Repeat the data exactly, so that every line matches the original.
========
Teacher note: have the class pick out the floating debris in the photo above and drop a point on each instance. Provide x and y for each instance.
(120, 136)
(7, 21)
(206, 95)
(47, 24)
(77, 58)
========
● Task output
Teacher note: have the class pick out the floating debris in the photo above and drop a point on each instance. Provide x and y for each instance.
(120, 136)
(7, 21)
(206, 95)
(47, 24)
(77, 58)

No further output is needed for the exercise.